[Opening Reading passage section]

Scientific classification
- Kingdom: Animalia
- Phylum: Chordata
- Class: Amphibia
- Order: Anura
- Family: Leptodactylidae
- Genus: Leptodactylus
- Species: L. lithonaetes
- Binomial name: Leptodactylus lithonaetes Heyer, 1995

= Leptodactylus lithonaetes =

- Authority: Heyer, 1995
- Conservation status: LC

Species of frog

Leptodactylus lithonaetes is a species of frog in the family Leptodactylidae. It is found in Colombia, Venezuela, and possibly Brazil.
==Body==
The adult frog is 28-36 mm long.. There is some webbed skin on the feet. There are warts and folded skin on the backs of most adults. Most adults have 6-8 spots on their backs. The back and top of the head are brown in color.

[Closing Reading passage section]
[Opening Supplied material section]

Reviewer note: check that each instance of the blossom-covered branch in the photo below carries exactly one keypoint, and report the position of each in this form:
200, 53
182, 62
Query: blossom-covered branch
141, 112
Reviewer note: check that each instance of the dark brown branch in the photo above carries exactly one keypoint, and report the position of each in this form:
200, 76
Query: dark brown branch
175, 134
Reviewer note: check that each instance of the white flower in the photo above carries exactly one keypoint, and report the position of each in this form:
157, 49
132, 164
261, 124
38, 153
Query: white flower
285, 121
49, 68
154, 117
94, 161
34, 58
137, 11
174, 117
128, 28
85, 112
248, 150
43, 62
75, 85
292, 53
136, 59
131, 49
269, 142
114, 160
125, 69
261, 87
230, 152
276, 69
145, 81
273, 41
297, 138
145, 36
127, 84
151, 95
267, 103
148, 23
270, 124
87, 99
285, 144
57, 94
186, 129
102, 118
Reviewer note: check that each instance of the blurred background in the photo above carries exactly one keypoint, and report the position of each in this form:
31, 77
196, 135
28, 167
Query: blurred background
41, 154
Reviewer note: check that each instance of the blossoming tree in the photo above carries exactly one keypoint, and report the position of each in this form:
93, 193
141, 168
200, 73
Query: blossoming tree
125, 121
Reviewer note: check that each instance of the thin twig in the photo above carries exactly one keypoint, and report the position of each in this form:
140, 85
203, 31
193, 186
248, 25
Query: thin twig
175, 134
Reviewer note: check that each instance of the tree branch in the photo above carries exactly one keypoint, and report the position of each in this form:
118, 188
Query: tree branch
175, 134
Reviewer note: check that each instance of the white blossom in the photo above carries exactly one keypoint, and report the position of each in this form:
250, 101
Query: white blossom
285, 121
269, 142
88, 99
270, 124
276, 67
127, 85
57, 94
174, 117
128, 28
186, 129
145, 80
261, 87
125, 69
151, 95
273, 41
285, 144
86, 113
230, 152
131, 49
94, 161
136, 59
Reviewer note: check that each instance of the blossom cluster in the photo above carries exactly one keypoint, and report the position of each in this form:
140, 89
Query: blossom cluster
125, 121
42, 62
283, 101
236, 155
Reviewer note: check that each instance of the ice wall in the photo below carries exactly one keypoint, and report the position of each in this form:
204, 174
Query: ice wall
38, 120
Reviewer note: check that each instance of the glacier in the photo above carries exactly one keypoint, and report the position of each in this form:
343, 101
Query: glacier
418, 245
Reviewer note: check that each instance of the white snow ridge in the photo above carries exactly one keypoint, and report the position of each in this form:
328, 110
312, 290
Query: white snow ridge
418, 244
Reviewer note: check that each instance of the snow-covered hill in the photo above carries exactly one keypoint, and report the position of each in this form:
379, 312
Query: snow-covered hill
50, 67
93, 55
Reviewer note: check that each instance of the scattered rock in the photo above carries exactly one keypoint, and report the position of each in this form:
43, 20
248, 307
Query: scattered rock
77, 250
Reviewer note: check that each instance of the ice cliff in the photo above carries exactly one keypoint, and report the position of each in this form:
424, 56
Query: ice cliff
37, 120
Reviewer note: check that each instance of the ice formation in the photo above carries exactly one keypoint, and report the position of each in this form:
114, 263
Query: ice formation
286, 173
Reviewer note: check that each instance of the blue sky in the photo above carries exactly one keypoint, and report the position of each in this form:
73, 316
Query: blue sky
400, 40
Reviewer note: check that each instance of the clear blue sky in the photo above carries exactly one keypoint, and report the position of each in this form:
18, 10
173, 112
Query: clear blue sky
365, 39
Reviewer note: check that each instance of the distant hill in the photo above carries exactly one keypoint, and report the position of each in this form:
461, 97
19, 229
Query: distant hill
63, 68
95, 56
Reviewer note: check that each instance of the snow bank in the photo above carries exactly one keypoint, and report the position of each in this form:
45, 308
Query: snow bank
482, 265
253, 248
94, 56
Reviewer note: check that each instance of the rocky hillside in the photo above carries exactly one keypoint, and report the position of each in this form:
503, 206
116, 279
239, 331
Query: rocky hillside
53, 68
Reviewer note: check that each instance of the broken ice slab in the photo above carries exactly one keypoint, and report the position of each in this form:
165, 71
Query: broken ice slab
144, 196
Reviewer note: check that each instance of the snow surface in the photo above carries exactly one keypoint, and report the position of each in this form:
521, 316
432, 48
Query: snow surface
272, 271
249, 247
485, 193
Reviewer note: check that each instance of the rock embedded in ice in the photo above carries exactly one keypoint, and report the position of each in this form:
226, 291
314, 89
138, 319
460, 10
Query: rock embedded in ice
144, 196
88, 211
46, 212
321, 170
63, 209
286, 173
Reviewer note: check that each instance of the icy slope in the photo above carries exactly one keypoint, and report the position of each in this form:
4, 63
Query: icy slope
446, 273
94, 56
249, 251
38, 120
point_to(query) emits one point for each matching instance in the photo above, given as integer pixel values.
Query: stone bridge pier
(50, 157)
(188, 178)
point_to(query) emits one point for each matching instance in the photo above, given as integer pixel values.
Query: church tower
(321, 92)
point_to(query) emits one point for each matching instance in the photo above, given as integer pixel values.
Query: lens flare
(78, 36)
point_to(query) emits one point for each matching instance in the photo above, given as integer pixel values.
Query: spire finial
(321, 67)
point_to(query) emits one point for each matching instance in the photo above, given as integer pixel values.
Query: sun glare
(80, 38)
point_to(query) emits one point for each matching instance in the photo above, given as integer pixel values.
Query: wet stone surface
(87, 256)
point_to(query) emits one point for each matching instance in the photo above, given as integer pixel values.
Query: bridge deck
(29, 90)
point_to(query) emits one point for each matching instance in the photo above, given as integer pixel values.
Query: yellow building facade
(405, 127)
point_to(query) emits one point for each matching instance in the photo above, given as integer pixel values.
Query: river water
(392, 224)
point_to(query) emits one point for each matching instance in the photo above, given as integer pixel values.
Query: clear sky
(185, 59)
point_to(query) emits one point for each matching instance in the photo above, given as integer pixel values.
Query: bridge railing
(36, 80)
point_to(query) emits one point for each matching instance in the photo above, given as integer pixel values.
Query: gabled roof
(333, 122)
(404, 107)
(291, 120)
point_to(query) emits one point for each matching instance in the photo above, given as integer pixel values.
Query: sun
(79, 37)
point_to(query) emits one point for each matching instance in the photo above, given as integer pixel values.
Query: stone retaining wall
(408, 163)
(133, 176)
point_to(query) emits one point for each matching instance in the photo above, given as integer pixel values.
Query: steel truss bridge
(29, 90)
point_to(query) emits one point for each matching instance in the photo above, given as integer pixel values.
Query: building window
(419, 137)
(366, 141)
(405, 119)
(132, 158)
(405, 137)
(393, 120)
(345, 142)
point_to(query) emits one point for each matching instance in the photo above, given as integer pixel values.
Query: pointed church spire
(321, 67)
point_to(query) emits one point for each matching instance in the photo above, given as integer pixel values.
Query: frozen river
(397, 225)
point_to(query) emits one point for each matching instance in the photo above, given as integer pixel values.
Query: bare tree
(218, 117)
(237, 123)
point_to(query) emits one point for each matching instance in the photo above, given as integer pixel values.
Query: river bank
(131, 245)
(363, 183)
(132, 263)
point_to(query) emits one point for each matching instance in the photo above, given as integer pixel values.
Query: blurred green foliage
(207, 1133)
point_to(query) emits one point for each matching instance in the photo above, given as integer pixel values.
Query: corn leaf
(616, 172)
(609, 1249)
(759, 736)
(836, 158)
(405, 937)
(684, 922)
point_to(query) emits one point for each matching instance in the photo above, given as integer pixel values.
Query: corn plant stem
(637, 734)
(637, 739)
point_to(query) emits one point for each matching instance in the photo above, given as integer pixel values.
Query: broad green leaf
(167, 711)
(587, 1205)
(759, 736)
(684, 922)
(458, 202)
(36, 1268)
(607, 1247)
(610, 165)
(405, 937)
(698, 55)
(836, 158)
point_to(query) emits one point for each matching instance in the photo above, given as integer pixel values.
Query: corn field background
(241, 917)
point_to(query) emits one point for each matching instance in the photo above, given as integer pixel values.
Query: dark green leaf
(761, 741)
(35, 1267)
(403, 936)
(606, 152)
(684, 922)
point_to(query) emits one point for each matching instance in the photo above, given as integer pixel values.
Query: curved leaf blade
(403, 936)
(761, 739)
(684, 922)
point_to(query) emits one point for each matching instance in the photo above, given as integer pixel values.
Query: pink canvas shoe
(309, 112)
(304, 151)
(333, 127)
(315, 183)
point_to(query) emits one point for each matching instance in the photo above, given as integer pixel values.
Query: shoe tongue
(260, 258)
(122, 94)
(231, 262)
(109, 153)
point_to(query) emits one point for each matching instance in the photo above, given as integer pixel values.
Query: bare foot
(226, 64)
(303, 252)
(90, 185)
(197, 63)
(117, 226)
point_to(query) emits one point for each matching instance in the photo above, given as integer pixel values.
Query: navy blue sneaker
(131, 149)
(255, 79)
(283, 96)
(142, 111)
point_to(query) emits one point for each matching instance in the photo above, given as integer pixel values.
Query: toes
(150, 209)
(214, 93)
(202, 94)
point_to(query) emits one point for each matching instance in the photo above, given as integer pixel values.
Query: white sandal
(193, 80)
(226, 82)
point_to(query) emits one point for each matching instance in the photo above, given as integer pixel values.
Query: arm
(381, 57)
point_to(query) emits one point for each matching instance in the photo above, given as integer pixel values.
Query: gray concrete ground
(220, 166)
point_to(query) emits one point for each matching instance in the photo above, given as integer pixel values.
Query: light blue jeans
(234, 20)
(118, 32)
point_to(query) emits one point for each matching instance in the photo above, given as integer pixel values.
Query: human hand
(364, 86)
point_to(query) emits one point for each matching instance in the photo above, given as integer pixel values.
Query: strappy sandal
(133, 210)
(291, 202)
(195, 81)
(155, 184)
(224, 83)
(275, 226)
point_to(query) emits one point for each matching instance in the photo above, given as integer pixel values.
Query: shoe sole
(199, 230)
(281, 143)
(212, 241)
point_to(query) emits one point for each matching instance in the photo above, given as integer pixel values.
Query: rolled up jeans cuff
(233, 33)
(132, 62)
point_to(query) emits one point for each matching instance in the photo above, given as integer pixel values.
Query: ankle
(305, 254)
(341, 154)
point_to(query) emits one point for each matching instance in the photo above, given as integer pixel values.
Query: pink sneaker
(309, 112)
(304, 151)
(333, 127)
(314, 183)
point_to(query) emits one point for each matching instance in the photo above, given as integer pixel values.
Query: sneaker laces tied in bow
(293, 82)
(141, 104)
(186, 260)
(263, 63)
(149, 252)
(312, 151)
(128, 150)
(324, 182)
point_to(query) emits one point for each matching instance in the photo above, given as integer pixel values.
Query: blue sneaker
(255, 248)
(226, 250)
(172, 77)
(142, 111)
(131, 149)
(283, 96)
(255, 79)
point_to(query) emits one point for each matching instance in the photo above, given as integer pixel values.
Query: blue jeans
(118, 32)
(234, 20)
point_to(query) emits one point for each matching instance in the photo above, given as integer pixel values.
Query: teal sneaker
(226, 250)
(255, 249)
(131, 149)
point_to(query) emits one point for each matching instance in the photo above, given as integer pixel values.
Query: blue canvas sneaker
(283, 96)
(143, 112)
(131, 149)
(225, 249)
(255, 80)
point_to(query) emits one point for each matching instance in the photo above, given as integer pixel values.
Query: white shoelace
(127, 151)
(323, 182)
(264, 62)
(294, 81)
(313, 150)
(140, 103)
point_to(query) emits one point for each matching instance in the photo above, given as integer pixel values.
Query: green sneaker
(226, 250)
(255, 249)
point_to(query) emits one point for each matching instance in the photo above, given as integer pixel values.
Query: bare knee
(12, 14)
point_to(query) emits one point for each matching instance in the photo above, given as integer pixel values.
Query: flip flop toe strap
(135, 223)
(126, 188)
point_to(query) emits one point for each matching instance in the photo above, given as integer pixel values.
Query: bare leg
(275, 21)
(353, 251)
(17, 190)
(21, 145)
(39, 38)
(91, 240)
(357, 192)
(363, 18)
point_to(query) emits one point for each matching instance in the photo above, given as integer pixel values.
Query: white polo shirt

[Closing Supplied material section]

▶ _Questions on the material_:
[1] From the scientific classification in the frog article, list each taxonomic rank from Kingdom through Species with the value it is given.
[2] Pick up the frog article after its final sentence and extend it with a few more sentences.

▶ _Solved tasks_:
[1]
- Kingdom: Animalia
- Phylum: Chordata
- Class: Amphibia
- Order: Anura
- Family: Leptodactylidae
- Genus: Leptodactylus
- Species: L. lithonaetes

[2]
==Habitat==
This nocturnal frog is found in rocky habitats places with granite and sandstone, near forest. Scientists have found it between 89 and 1650 meters above sea level.

Scientists have reported the frog in protected places: Orinoco-Casiquiare Biosphere Reserve, Cinaruco–Capanaparo National Park, Yapacana National Park, and Parque Nacional Natural El Tuparro.

==Reproduction==
This frog makes a foam nest for its eggs. The tadpoles live in moist habitats, such as mossy areas or rocks with at least a thin film of water. Some scientists have reported them to have semi-terrestrial habits.

==Threats==
The IUCN and Venezuelan Fauna Red List both classify this frog as least concern of extinction. In some areas, fires pose some threat.